Zitierter Text
______

Ein Rathaus mit Schieferdach

Das Dach des Rathauses wurde mit Schiefer gedeckt. Der Schiefer kam aus Speyer, worauf auch wieder Zölle gezahlt werden mussten. Die Zimmerleute fertigten zum Schutz gegen Regen im Eingang zum Rathaus ein Wetterdach. Ein Glaser und Schlosser aus Bruchsal lieferten die Fenster und die dazugehörigen Schlösser, ebenfalls die Beschläge an den Türen. Zwei eiserne Brennöfen wurden aus Speyer beschafft und durch einen Maurer aus Stettfeld und dem Hafner (südd. Ofensetzer) aus Kronau aufgesetzt. Farben, Leim und Firnis besorgte Niklaus Zweng aus Heidelberg, Tische und Schränke wurden vom ortsansässigen Schreiner angefertigt. Den letzten Anstrich gab ein Tüncher aus Walldorf. Die Arbeitsleistung des Tünchers bezahlte man u. a. mit Wein, Korn und anderen Naturalien.

 

Ein Rathaus mit technischen Neuerungen

Dieser Bau des ersten Rathauses zu St. Leon war für die Bevölkerung des Ortes ein großes Ereignis. Viele Fuhrleute mit ihren Pferde- oder Kuhgespannen waren einige Zeit beschäftigt und hatten ein zusätzliches Einkommen. Viele technische Neuerungen wie Glasfenster, Schieferziegel, gebrannte Backsteine und kupferne Dachrinnen waren zu bestaunen. Noch bestanden im ausgehenden 15. Jahrhundert bei vielen kleinbäuerlichen Häusern und Hütten die Wände aus Lehmgeflecht. Die Hausdächer waren mit Stroh gedeckt und die Fensteröffnungen mit Ölpapier oder Tüchern verhängt. Elektrizität war noch lange nicht erfunden.

______

Auszug Datensatz
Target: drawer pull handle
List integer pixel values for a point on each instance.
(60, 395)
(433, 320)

______

Deine Aufgaben
(a) Wie lautet der Satz „Die Hausdächer waren mit Stroh gedeckt und die Fensteröffnungen mit Ölpapier oder Tüchern verhängt.“ aus dem Text über das Rathaus auf Englisch?
(b) Gib den Text über das Rathaus von „Dieser Bau des“ bis einschließlich „lange nicht erfunden.“ bearbeitet wieder und setze dabei „Bauern“ an die Stelle von „Fuhrleute“.
(c) Schreib den Text über das Rathaus im Anschluss an seinen letzten Satz weiter.
Die Zeilen braucht man hierfür nicht.

Erwartete Ergebnisse
(a) The roofs of the houses were thatched with straw, and the window openings were covered with oiled paper or cloths.

(b)
Dieser Bau des ersten Rathauses zu St. Leon war für die Bevölkerung des Ortes ein großes Ereignis. Viele Bauern mit ihren Pferde- oder Kuhgespannen waren einige Zeit beschäftigt und hatten ein zusätzliches Einkommen. Viele technische Neuerungen wie Glasfenster, Schieferziegel, gebrannte Backsteine und kupferne Dachrinnen waren zu bestaunen. Noch bestanden im ausgehenden 15. Jahrhundert bei vielen kleinbäuerlichen Häusern und Hütten die Wände aus Lehmgeflecht. Die Hausdächer waren mit Stroh gedeckt und die Fensteröffnungen mit Ölpapier oder Tüchern verhängt. Elektrizität war noch lange nicht erfunden.

(c)
Abschließend will der Autor noch bemerken, dass es sich bei dem ersten Rathaus von St. Leon nicht um das uns aus Bildern bekannte Rathaus vor der barocken Kirche handelt. Dieses vermutlich im 17. Jahrhundert erbaute Rathaus mit der erst später (1719) angebrachten überdachten Freitreppe war bis zu seinem Abriss 1913 ein markantes Zeichen unserer Gemeinde. Leider gibt es vom ersten Rathaus weder zeitgenössische Abbildungen noch Zeichnungen, so dass es dem Leser überlassen bleibt, wie er sich das erste Rathaus unserer Gemeinde vorstellen kann.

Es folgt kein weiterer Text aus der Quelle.